▸ **REQUIREMENTS**:
1. From the passage on RBS, list each fault Mr Hester assigns to the banking industry in the decade before the crisis.
2. Reproduce the part of the passage on RBS that starts with "Mr Hester said RBS, which" and goes on through "well as sales.".

++++ READING PASSAGE ++++

Despite taxpayer ownership, RBS still 'poster child for what went wrong in banking' and not example of how banks should operate

Stephen Hester, the CEO of RBS, acknowledges that RBS is still the "poster child for what went wrong in banking."

What UK taxpayers should find distressing about that statement is the simple fact that he then did not say RBS has become the model for what a 21st century bank should be.

Specifically, a 21st century bank understands that if customers are going to trust it, it must go above and beyond to show that it is trustworthy.

Regular readers know that this involves providing ultra transparency and disclosing on an ongoing basis its current global asset, liability and off-balance sheet exposure details.  It is only with level of disclosure that sunlight acts as a disinfectant for bad behavior.

With this level of disclosure comes a different culture.  A culture where all the useful, relevant information in an appropriate, timely manner is disclosed to customers.

I have always wondered why RBS is not the first global bank to provide ultra transparency.  What do they have to hide?  What are they afraid of?  A bank run?  The government already owns 82% of them.

In a speech to students and staff at the London School of Economics, Mr Hester said: “The banking industry in the decade preceding the crisis was focused on income, it expanded too fast, prioritised sales over service and failed to properly balance the interests of its customers and shareholders with those of its managers.” 
To this list I might add the Yves Smith observation, nobody was rewarded in the banking industry for creating transparent, low margin products.  Instead they were rewarded for creating opaque, high margin products where the high margins were available only because opacity prevented the customer from having all the useful, relevant information in an appropriate, timely manner to properly assess the risk of the product.
The banking veteran said RBS was resting on a “wafer thin capital base” before its collapse and had “effectively run out of money to fund itself and its customers”. 
In a speech that promised to speak “candidly” about his task of saving a failed bank and the transformation of the banking sector more generally, Mr Hester said the industry needed to make a “new compact” with society, where customer service comes first. 
Mr Hester said RBS, which is 82pc owned by the British taxpayer, had already made progress towards this goal, including reforming staff pay such as paying bonuses in shares instead of cash. 
But he said that pay reform “has to go further” to take account of customer service as well as sales.

++++ SUPPLIED ENTRIES ++++

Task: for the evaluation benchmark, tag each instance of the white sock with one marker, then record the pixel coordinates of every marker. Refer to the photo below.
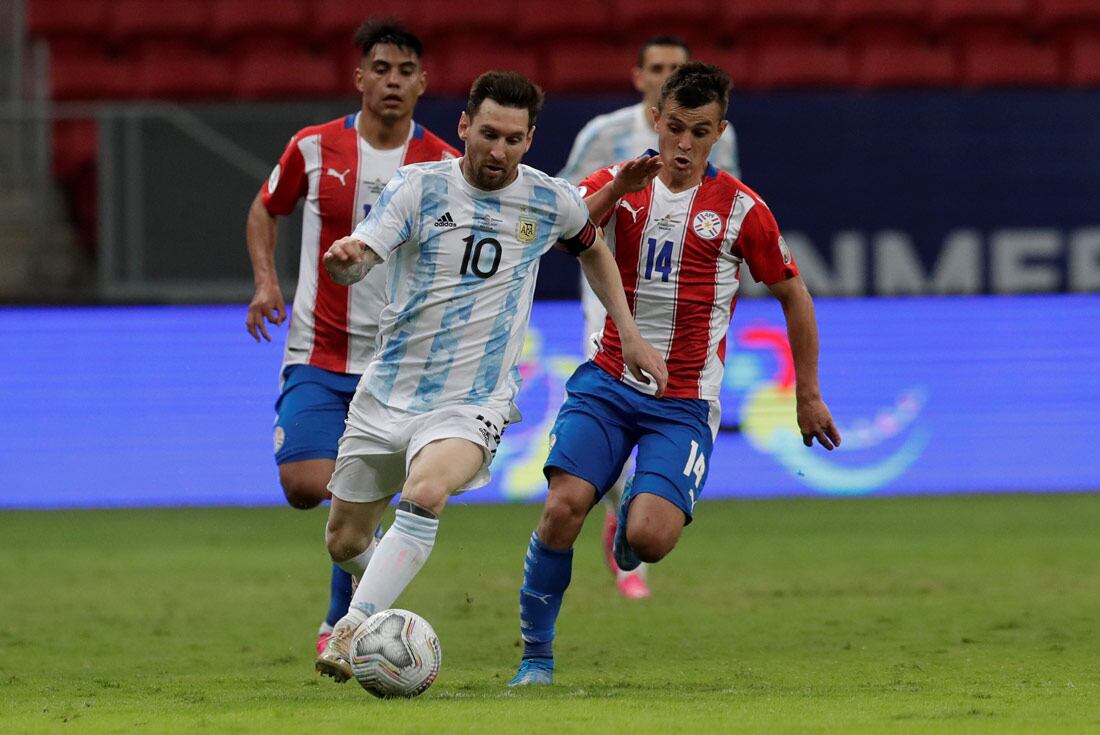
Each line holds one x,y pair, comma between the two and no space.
356,565
399,556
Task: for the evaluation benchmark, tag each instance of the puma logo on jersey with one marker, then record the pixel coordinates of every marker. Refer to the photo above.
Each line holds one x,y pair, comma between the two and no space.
333,172
634,212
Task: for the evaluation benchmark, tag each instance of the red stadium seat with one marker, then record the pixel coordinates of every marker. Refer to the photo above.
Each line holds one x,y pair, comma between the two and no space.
565,20
90,76
692,20
233,19
800,65
739,15
66,18
1066,12
287,75
337,20
853,13
894,65
440,19
952,14
75,147
461,63
142,20
1008,59
1084,55
590,66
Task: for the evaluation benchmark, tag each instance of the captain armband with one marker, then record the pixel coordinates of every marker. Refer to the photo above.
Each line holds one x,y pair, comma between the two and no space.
581,241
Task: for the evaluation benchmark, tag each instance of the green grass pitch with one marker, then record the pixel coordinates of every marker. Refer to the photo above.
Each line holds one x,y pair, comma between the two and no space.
906,615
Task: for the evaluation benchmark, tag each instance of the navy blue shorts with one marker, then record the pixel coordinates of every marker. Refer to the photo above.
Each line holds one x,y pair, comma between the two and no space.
310,413
603,419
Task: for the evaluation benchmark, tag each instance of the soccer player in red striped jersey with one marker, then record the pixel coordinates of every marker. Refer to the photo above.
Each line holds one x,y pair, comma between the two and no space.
339,168
681,231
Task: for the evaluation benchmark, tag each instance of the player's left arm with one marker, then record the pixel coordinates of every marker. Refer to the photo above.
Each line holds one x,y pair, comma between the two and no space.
639,355
815,421
633,175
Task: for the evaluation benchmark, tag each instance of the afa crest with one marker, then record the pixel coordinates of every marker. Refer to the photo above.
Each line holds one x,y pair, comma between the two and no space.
527,229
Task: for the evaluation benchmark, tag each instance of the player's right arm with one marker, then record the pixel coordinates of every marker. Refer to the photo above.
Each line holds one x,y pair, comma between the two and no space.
286,185
266,303
387,227
633,175
349,260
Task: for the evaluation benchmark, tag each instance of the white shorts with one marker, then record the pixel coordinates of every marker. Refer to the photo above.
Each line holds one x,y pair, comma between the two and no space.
380,442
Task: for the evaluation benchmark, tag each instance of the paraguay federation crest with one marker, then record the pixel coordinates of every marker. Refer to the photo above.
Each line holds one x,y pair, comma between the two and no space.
527,229
707,225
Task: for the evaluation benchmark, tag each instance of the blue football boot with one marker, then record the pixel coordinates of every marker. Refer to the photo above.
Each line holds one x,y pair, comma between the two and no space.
534,672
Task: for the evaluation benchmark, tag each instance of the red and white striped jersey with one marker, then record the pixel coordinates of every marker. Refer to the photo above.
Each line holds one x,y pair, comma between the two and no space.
680,258
340,175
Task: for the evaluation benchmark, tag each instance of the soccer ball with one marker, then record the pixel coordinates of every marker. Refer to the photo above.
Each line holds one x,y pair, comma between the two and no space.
395,653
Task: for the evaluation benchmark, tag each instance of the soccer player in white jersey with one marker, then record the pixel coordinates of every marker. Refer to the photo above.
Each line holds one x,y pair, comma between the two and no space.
339,168
680,241
604,141
462,240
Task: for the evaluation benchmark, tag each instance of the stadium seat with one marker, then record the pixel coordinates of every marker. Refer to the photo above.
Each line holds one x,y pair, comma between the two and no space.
1008,59
287,75
800,65
1063,13
564,20
334,21
87,76
1084,57
66,18
590,66
739,15
904,65
235,19
439,19
693,20
953,14
142,20
462,62
75,147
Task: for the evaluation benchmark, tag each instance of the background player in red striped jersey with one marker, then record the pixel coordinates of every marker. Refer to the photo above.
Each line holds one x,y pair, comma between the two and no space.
680,240
339,168
604,141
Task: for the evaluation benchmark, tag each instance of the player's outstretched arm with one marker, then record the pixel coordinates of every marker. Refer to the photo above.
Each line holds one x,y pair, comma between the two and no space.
639,355
815,421
631,176
349,260
267,303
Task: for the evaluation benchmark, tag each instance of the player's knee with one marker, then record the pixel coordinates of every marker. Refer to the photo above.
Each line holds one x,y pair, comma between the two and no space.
651,541
562,519
342,541
303,491
429,493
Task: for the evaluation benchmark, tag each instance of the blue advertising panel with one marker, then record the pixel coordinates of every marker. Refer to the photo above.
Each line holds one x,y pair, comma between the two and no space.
174,405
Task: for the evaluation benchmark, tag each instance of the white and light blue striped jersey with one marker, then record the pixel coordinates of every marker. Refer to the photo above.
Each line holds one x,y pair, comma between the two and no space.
462,264
627,133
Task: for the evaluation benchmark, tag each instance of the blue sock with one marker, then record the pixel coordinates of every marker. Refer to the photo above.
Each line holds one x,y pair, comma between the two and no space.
546,577
339,595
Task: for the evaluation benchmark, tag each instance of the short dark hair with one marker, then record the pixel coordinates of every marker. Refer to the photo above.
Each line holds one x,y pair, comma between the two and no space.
696,84
508,89
661,41
386,30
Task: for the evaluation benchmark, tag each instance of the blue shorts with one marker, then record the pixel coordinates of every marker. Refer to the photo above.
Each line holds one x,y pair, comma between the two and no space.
310,413
603,419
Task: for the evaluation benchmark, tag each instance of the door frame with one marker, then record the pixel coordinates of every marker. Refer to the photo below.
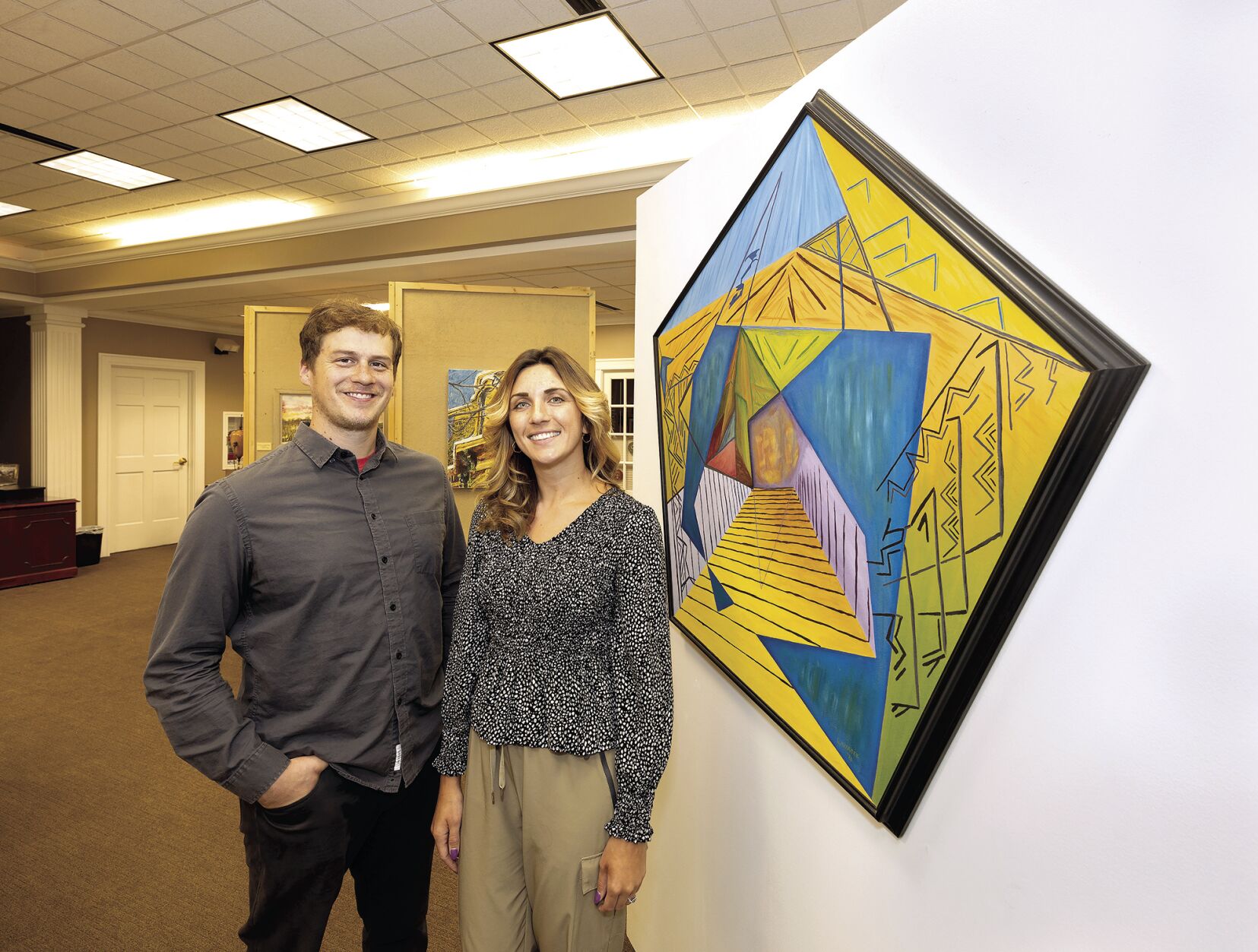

++++

▸ **RESULTS FOR EACH TASK**:
1.
- It was focused on income.
- It expanded too fast.
- It prioritised sales over service.
- It failed to properly balance the interests of its customers and shareholders with those of its managers.

2.
Mr Hester said RBS, which is 82pc owned by the British taxpayer, had already made progress towards this goal, including reforming staff pay such as paying bonuses in shares instead of cash. 
But he said that pay reform “has to go further” to take account of customer service as well as sales.